TASK BRIEF
Please format every item below as a numbered list without blank lines, and leave the pictures out of your answer.

WORKING DATA
-- -- --

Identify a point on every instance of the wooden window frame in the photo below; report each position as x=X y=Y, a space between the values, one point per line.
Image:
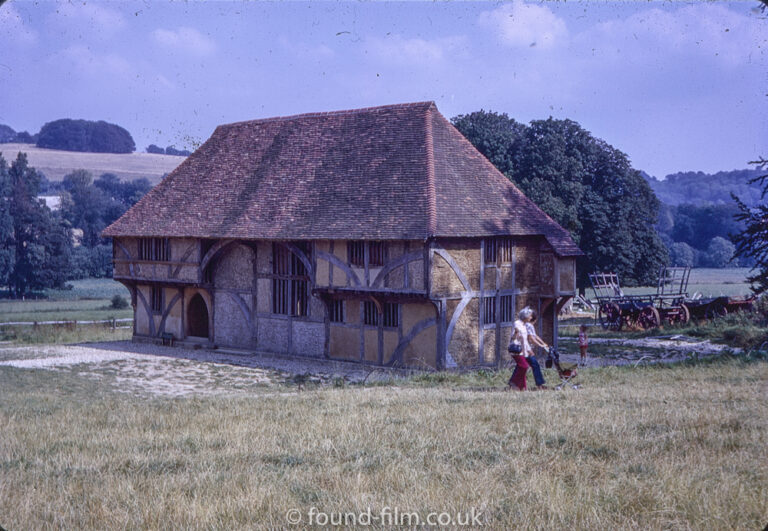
x=498 y=251
x=507 y=309
x=336 y=310
x=155 y=249
x=391 y=315
x=290 y=282
x=356 y=253
x=370 y=314
x=371 y=253
x=489 y=310
x=156 y=297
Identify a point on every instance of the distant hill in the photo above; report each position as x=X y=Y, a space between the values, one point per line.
x=85 y=135
x=55 y=164
x=702 y=188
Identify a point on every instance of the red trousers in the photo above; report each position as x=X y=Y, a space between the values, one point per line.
x=521 y=368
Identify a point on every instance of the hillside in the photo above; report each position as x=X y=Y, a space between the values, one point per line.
x=55 y=164
x=701 y=188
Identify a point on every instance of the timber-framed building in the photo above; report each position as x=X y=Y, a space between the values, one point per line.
x=377 y=235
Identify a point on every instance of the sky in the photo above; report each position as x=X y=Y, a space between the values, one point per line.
x=677 y=86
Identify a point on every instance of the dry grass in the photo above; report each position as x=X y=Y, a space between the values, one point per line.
x=55 y=164
x=652 y=448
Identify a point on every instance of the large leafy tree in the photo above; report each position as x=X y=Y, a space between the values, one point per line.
x=41 y=240
x=752 y=242
x=584 y=184
x=7 y=249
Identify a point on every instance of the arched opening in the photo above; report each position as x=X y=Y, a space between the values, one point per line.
x=197 y=317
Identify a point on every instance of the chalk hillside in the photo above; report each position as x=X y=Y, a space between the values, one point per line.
x=55 y=164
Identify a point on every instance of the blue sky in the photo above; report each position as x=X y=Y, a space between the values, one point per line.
x=677 y=86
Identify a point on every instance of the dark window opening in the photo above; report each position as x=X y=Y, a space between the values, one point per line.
x=156 y=299
x=498 y=249
x=290 y=282
x=376 y=253
x=155 y=249
x=489 y=310
x=370 y=314
x=336 y=311
x=507 y=309
x=505 y=249
x=391 y=315
x=490 y=252
x=356 y=251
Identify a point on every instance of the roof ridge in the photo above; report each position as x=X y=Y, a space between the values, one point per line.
x=431 y=190
x=341 y=112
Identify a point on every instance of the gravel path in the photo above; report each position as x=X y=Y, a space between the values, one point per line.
x=173 y=371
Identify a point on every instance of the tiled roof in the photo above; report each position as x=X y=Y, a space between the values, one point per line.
x=392 y=172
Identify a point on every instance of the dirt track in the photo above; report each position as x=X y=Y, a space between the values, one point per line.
x=156 y=370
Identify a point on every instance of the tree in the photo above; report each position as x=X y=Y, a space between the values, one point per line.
x=752 y=242
x=495 y=135
x=42 y=241
x=7 y=248
x=84 y=135
x=584 y=184
x=719 y=252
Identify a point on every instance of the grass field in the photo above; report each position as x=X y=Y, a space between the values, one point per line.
x=55 y=164
x=88 y=300
x=678 y=447
x=707 y=282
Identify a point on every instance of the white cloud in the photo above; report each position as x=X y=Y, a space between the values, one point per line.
x=186 y=40
x=704 y=30
x=14 y=28
x=98 y=18
x=82 y=59
x=525 y=25
x=415 y=51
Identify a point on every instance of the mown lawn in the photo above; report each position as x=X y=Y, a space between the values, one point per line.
x=679 y=447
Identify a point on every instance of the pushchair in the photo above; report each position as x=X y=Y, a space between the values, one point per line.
x=566 y=371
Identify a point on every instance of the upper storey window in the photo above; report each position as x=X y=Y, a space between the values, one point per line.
x=155 y=249
x=498 y=250
x=356 y=251
x=290 y=281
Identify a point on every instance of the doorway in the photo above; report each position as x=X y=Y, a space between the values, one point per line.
x=197 y=317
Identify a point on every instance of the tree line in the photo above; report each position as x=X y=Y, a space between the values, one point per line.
x=611 y=209
x=43 y=248
x=84 y=136
x=583 y=183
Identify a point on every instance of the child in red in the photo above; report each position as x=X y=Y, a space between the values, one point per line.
x=583 y=343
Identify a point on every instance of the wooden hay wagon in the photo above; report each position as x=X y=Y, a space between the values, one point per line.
x=617 y=310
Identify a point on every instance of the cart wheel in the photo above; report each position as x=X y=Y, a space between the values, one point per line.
x=648 y=318
x=610 y=316
x=716 y=310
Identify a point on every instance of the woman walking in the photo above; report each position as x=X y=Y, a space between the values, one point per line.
x=520 y=350
x=535 y=341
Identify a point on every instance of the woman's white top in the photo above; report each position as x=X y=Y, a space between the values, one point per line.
x=531 y=332
x=522 y=337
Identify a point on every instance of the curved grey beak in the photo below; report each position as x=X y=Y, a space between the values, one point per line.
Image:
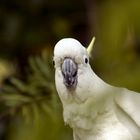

-- -- --

RESULT OF THE EXERCISE
1. Identify a point on every instance of the wooden window frame in the photo below; report each position as x=X y=Y, a space between the values, one point per line.
2. Image:
3. x=498 y=251
4. x=507 y=309
5. x=336 y=310
6. x=155 y=249
7. x=391 y=315
8. x=290 y=282
9. x=356 y=253
10. x=370 y=314
11. x=371 y=253
12. x=489 y=310
13. x=156 y=297
14. Identify a point on every instance of the distant hill in the photo above; report each position as x=X y=Y, a space between the values, one point per line.
15. x=85 y=135
16. x=55 y=164
17. x=702 y=188
18. Identify a point on every instance of the red trousers in the photo above; report each position as x=X y=Y, a space between the values, one point per line.
19. x=521 y=368
20. Identify a point on every instance of the hillside in the photo above; report each position as x=X y=Y, a space between the values, one point per line.
21. x=55 y=164
22. x=701 y=188
23. Identify a point on every instance of the timber-framed building in the photo above; report each position as x=X y=Y, a space between the values, one point per line.
24. x=377 y=235
25. Identify a point on every instance of the sky in the photo above; report each position as x=X y=Y, a space between the values, one point per line.
26. x=677 y=86
27. Identify a point on every instance of the dry grass in the photo above; report each position as x=X y=Y, a space between the values, one point per line.
28. x=55 y=164
29. x=652 y=448
30. Identify a point on every instance of the large leafy tree in the photo above; report each position as x=X y=Y, a space between the values, one point per line.
31. x=41 y=240
32. x=752 y=242
33. x=584 y=184
34. x=7 y=249
35. Identify a point on every instance of the arched opening in the photo above; report each position as x=X y=Y, a space between the values, one point per line.
36. x=197 y=317
37. Identify a point on every instance of the chalk hillside in the photo above; report each position as x=X y=Y, a space between the values, one point per line.
38. x=55 y=164
39. Identify a point on every instance of the blue sky in the photo above; report each position as x=X y=Y, a space between the values, one point per line.
40. x=677 y=86
41. Identify a point on every instance of the dark window opening in the photo above; report each position as x=X y=Y, a space between the values, one point per line.
42. x=156 y=299
43. x=498 y=249
44. x=290 y=282
45. x=376 y=253
46. x=155 y=249
47. x=489 y=310
48. x=370 y=314
49. x=336 y=311
50. x=507 y=309
51. x=505 y=249
52. x=391 y=315
53. x=490 y=252
54. x=356 y=251
55. Identify a point on every instance of the roof ridge in the photo above; report each position as x=X y=Y, a space between the values, one point per line.
56. x=431 y=190
57. x=341 y=112
58. Identify a point on every instance of the gravel path in the photo above; report each position as x=X y=Y, a space between the values, one point per line.
59. x=173 y=371
60. Identify a point on every instance of the tiled roof in the photo above; report each position as x=X y=Y, a space between the values, one point per line.
61. x=392 y=172
62. Identify a point on every instance of the dirt track in the photo above; report each position as x=X y=Y, a space between the values, one point per line.
63. x=156 y=370
64. Identify a point on every instance of the tree in the photo above; report each position as x=X y=Y, a space between the values, one point per line.
65. x=752 y=242
66. x=495 y=135
67. x=42 y=241
68. x=7 y=248
69. x=84 y=135
70. x=584 y=184
71. x=719 y=252
72. Identify a point on every instance of the grass field in the photo above; report each position as x=X y=Y, a space between the values, one point per line.
73. x=55 y=164
74. x=88 y=300
75. x=678 y=447
76. x=707 y=282
77. Identify a point on every instance of the white cloud in the photo above; report each position as x=X y=Y, a space between the values, one point per line.
78. x=186 y=40
79. x=704 y=30
80. x=14 y=28
81. x=98 y=18
82. x=82 y=59
83. x=525 y=25
84. x=415 y=51
85. Identify a point on every instance of the mown lawn in the photo above; report each position as x=X y=Y, a space between the values, one point per line.
86. x=679 y=447
87. Identify a point on every instance of the pushchair in the photo above; report each position as x=X y=Y, a space between the values, one point per line.
88. x=566 y=371
89. Identify a point on every instance of the upper storey window in the photo above; report each position as x=X y=Y, a space between the values, one point per line.
90. x=155 y=249
91. x=498 y=250
92. x=356 y=251
93. x=290 y=281
94. Identify a point on every instance of the doorway in the photo above; report each position as x=X y=Y, a space between the values, one point per line.
95. x=197 y=317
96. Identify a point on every instance of the tree line in the photo above; report each position as x=X y=Y, a space between the values, one point per line.
97. x=611 y=209
98. x=43 y=248
99. x=84 y=136
100. x=583 y=183
101. Identify a point on every instance of the child in red in the photo above; report each position as x=X y=Y, a space between the values, one point per line.
102. x=583 y=343
103. Identify a point on every instance of the wooden hay wagon in the photo above; report each position as x=X y=Y, a space between the values, one point per line.
104. x=617 y=310
105. Identify a point on every instance of the cart wheel in the photo above; report each position as x=X y=Y, a space between the values, one point per line.
106. x=648 y=318
107. x=610 y=316
108. x=716 y=310
109. Identify a point on every instance of the woman walking in the photo above; report each position as x=X y=Y, a space between the values, one point per line.
110. x=520 y=350
111. x=535 y=341
112. Identify a point on every instance of the woman's white top in the photo above; report each position as x=X y=Y, a space between the values, one point per line.
113. x=531 y=332
114. x=522 y=337
115. Identify a point on every instance of the curved grey beak in the photo below; report each position as x=X y=Y, a space between the values, one point per line.
116. Image:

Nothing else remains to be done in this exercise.